## Your objective
For this exercise, restate the data below with no change at all.

## Data provided
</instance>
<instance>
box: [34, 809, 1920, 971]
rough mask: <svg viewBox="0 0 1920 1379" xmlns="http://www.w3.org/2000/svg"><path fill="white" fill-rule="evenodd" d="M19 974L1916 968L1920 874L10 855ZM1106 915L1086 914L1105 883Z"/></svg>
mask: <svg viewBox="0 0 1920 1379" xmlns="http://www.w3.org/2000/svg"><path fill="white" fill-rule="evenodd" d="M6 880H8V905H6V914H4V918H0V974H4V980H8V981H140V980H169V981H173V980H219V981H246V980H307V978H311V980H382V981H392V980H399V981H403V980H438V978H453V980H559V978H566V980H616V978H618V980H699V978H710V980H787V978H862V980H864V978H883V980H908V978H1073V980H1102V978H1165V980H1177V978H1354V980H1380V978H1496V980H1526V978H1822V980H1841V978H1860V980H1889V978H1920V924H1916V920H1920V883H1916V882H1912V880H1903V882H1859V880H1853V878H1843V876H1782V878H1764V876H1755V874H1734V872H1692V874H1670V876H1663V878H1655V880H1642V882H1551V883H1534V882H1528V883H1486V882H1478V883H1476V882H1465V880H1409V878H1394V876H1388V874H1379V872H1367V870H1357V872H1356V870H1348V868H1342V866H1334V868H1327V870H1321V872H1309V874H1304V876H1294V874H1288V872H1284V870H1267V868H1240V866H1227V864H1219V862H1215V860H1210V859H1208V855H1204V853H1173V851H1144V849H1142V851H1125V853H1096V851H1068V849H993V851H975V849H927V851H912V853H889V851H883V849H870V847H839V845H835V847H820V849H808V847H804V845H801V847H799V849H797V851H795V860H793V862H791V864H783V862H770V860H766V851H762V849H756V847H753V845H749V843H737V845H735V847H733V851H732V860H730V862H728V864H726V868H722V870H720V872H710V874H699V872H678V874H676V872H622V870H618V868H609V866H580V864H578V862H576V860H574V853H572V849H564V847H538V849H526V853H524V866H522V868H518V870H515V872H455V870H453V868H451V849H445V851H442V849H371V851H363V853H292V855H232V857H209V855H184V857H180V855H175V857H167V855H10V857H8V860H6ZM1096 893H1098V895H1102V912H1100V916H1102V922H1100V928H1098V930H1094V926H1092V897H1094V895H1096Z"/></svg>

## Answer space
</instance>
<instance>
box: [34, 809, 1920, 971]
rough mask: <svg viewBox="0 0 1920 1379" xmlns="http://www.w3.org/2000/svg"><path fill="white" fill-rule="evenodd" d="M19 974L1916 968L1920 874L10 855ZM1106 915L1086 914L1105 883Z"/></svg>
mask: <svg viewBox="0 0 1920 1379" xmlns="http://www.w3.org/2000/svg"><path fill="white" fill-rule="evenodd" d="M6 880H8V905H6V914H4V918H0V974H4V980H8V981H140V980H169V981H173V980H219V981H246V980H307V978H311V980H382V981H392V980H399V981H403V980H438V978H453V980H559V978H566V980H616V978H618V980H699V978H710V980H787V978H862V980H864V978H883V980H908V978H1073V980H1102V978H1165V980H1177V978H1354V980H1380V978H1496V980H1526V978H1822V980H1841V978H1860V980H1889V978H1920V924H1916V920H1920V883H1916V882H1912V880H1903V882H1859V880H1853V878H1843V876H1782V878H1764V876H1755V874H1734V872H1692V874H1670V876H1663V878H1655V880H1642V882H1551V883H1534V882H1528V883H1486V882H1478V883H1476V882H1465V880H1409V878H1394V876H1388V874H1379V872H1367V870H1357V872H1356V870H1348V868H1342V866H1334V868H1327V870H1321V872H1309V874H1304V876H1294V874H1288V872H1284V870H1267V868H1240V866H1227V864H1219V862H1215V860H1210V859H1208V855H1204V853H1173V851H1144V849H1142V851H1125V853H1096V851H1068V849H993V851H975V849H927V851H912V853H889V851H883V849H870V847H839V845H835V847H820V849H808V847H804V845H801V847H799V849H797V851H795V860H793V862H791V864H783V862H770V860H766V851H762V849H756V847H753V845H749V843H737V845H735V847H733V851H732V860H730V862H728V864H726V868H722V870H720V872H710V874H699V872H678V874H676V872H622V870H618V868H609V866H580V864H578V862H576V860H574V853H572V849H564V847H538V849H526V853H524V866H522V868H518V870H515V872H455V870H453V868H451V849H445V851H442V849H371V851H363V853H292V855H232V857H209V855H184V857H180V855H175V857H167V855H10V857H8V860H6ZM1096 893H1098V895H1102V912H1100V916H1102V922H1100V928H1098V930H1094V926H1092V897H1094V895H1096Z"/></svg>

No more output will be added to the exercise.